Segmentation mask data:
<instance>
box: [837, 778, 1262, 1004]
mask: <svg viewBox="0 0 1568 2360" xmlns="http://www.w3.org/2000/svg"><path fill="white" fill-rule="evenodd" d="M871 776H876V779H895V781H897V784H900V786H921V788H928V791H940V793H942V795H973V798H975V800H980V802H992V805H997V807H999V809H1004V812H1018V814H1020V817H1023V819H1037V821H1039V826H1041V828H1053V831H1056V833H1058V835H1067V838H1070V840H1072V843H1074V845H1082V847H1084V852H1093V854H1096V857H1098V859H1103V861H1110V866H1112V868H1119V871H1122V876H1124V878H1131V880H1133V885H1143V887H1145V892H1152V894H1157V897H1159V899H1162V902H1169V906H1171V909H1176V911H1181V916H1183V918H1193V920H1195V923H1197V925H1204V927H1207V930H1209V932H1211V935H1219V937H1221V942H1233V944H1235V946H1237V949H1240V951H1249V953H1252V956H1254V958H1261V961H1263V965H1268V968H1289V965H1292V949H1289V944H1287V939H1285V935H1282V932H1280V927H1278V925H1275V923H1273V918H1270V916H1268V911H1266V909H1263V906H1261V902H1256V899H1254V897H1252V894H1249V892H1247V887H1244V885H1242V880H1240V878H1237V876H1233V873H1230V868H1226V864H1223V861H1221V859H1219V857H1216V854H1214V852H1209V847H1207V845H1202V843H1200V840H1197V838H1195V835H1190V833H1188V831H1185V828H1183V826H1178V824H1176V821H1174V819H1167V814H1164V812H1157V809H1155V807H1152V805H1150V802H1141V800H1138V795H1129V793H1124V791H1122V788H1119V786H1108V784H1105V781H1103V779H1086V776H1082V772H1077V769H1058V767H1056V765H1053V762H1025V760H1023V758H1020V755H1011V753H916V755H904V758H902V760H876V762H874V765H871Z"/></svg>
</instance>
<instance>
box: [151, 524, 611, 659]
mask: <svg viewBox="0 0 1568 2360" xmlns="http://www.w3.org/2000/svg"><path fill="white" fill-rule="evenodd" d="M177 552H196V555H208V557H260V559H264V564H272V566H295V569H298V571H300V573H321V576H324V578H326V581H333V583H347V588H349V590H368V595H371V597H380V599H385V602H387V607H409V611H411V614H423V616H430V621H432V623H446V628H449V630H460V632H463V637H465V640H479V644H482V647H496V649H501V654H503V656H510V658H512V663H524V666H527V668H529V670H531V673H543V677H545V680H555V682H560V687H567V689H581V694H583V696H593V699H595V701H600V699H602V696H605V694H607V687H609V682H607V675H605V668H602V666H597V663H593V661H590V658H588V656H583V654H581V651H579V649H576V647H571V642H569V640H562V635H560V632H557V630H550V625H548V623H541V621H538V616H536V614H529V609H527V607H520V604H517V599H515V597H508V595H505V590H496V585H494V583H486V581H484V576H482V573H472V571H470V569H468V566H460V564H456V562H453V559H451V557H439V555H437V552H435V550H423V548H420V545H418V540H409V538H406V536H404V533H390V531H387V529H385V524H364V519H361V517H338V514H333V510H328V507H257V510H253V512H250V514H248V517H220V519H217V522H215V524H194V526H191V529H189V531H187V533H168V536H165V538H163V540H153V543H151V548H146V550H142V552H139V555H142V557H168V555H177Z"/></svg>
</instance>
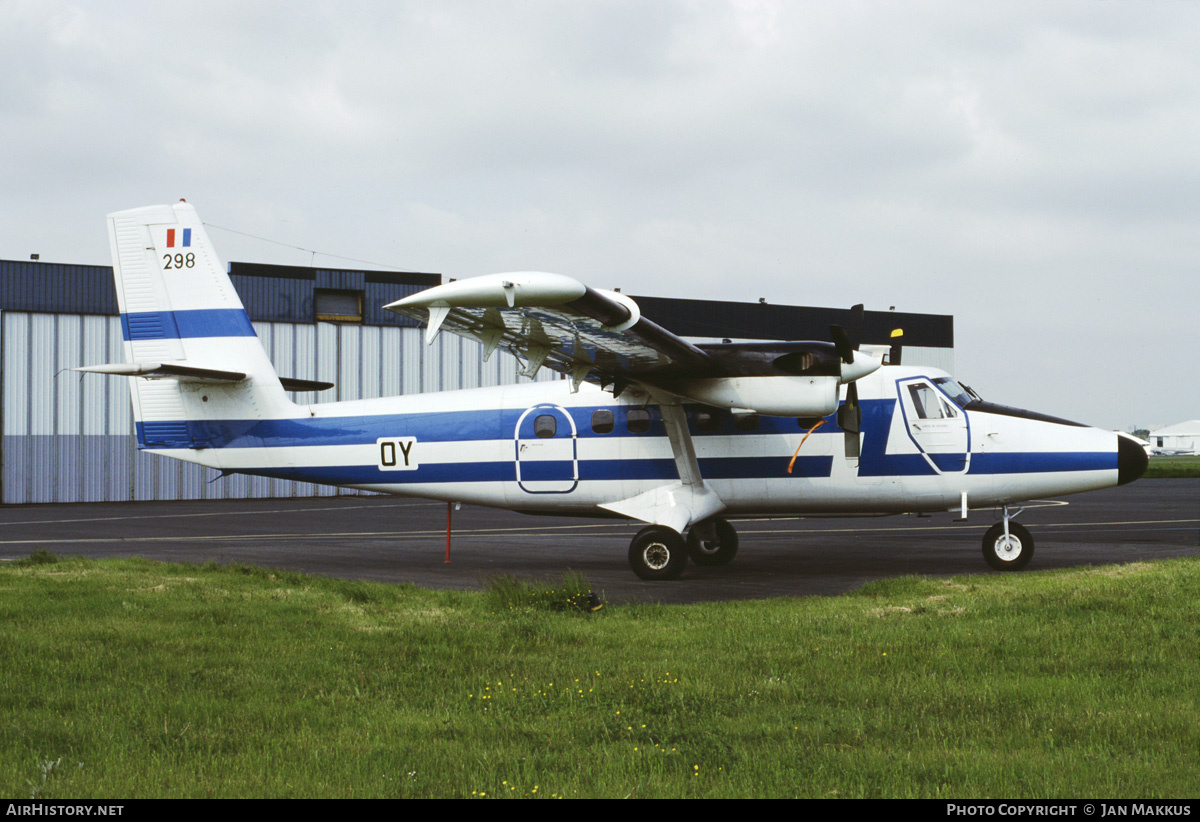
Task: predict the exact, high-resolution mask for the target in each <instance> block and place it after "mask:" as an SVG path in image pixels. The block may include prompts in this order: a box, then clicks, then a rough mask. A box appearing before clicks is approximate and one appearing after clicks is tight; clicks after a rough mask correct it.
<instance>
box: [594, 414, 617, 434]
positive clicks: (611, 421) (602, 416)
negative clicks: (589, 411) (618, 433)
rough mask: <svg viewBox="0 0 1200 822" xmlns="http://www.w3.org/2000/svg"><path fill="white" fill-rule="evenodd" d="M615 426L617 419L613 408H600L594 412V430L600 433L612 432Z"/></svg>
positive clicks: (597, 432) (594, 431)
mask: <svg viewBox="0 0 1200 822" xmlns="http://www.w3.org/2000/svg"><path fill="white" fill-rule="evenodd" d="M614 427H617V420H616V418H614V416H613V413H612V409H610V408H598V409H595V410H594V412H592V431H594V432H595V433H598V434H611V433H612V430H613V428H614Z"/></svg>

Problem to solve:
When you repeat the data, keep every line exact and drop the images.

Reply:
<instance>
box: [837, 778, 1262, 1004]
mask: <svg viewBox="0 0 1568 2360" xmlns="http://www.w3.org/2000/svg"><path fill="white" fill-rule="evenodd" d="M871 776H876V779H895V781H897V784H900V786H921V788H928V791H940V793H942V795H973V798H975V800H980V802H992V805H997V807H999V809H1004V812H1018V814H1020V817H1023V819H1037V821H1039V826H1041V828H1053V831H1056V833H1058V835H1067V838H1070V840H1072V843H1074V845H1082V847H1084V852H1093V854H1096V857H1098V859H1103V861H1110V866H1112V868H1119V871H1122V876H1124V878H1131V880H1133V885H1143V887H1145V892H1152V894H1157V897H1159V899H1162V902H1169V906H1171V909H1176V911H1181V916H1183V918H1193V920H1195V923H1197V925H1204V927H1207V930H1209V932H1211V935H1219V937H1221V942H1233V944H1235V946H1237V949H1240V951H1249V953H1252V956H1254V958H1261V961H1263V965H1268V968H1289V965H1292V949H1289V944H1287V939H1285V935H1282V932H1280V927H1278V925H1275V923H1273V918H1270V916H1268V911H1266V909H1263V906H1261V902H1256V899H1254V897H1252V894H1249V892H1247V887H1244V885H1242V880H1240V878H1237V876H1233V873H1230V868H1226V864H1223V861H1221V859H1219V857H1216V854H1214V852H1209V847H1207V845H1202V843H1200V840H1197V838H1195V835H1190V833H1188V831H1185V828H1183V826H1178V824H1176V821H1174V819H1167V814H1164V812H1157V809H1155V807H1152V805H1150V802H1141V800H1138V795H1129V793H1124V791H1122V788H1119V786H1108V784H1105V781H1103V779H1086V776H1082V772H1077V769H1058V767H1056V765H1053V762H1025V760H1023V758H1020V755H1011V753H916V755H904V758H902V760H876V762H874V765H871Z"/></svg>
</instance>
<instance>
box: [151, 524, 611, 659]
mask: <svg viewBox="0 0 1568 2360" xmlns="http://www.w3.org/2000/svg"><path fill="white" fill-rule="evenodd" d="M177 552H196V555H208V557H260V559H264V564H272V566H295V569H298V571H300V573H321V576H324V578H326V581H333V583H347V588H349V590H368V595H371V597H380V599H385V602H387V607H409V611H411V614H423V616H430V621H432V623H446V628H449V630H460V632H463V637H465V640H479V644H482V647H496V649H501V654H503V656H510V658H512V663H524V666H527V668H529V670H531V673H543V677H545V680H555V682H560V687H567V689H581V694H583V696H593V699H595V701H600V699H602V696H605V694H607V687H609V682H607V675H605V668H602V666H597V663H593V661H590V658H588V656H583V654H581V651H579V649H576V647H571V642H569V640H562V635H560V632H557V630H550V625H548V623H541V621H538V616H536V614H529V609H527V607H520V604H517V599H515V597H508V595H505V590H496V585H494V583H486V581H484V576H482V573H472V571H470V569H468V566H460V564H456V562H453V559H451V557H439V555H437V552H435V550H423V548H420V545H418V540H409V538H406V536H404V533H390V531H387V529H385V524H364V519H361V517H338V514H333V510H328V507H257V510H253V512H250V514H248V517H220V519H217V522H215V524H194V526H191V529H189V531H187V533H168V536H165V538H163V540H153V543H151V548H146V550H142V552H139V555H142V557H168V555H177Z"/></svg>
</instance>
Task: predict the exact, high-resolution mask for the target in each <instance> block and place it after "mask:" as an SVG path in image pixels. The block may include prompts in this order: a box, then clicks, then a rough mask. A box appearing before clicks is approximate and one appearing after clicks is tight; clicks after a rough mask correct it.
<instance>
box: [594, 414, 617, 434]
positive clicks: (611, 421) (602, 416)
negative clicks: (589, 411) (618, 433)
rough mask: <svg viewBox="0 0 1200 822" xmlns="http://www.w3.org/2000/svg"><path fill="white" fill-rule="evenodd" d="M615 426L617 419L613 408H600L594 412V430L600 433L612 432Z"/></svg>
positive clicks: (597, 432) (594, 431)
mask: <svg viewBox="0 0 1200 822" xmlns="http://www.w3.org/2000/svg"><path fill="white" fill-rule="evenodd" d="M614 427H617V420H616V418H614V416H613V413H612V409H610V408H598V409H595V410H594V412H592V431H594V432H595V433H598V434H611V433H612V430H613V428H614Z"/></svg>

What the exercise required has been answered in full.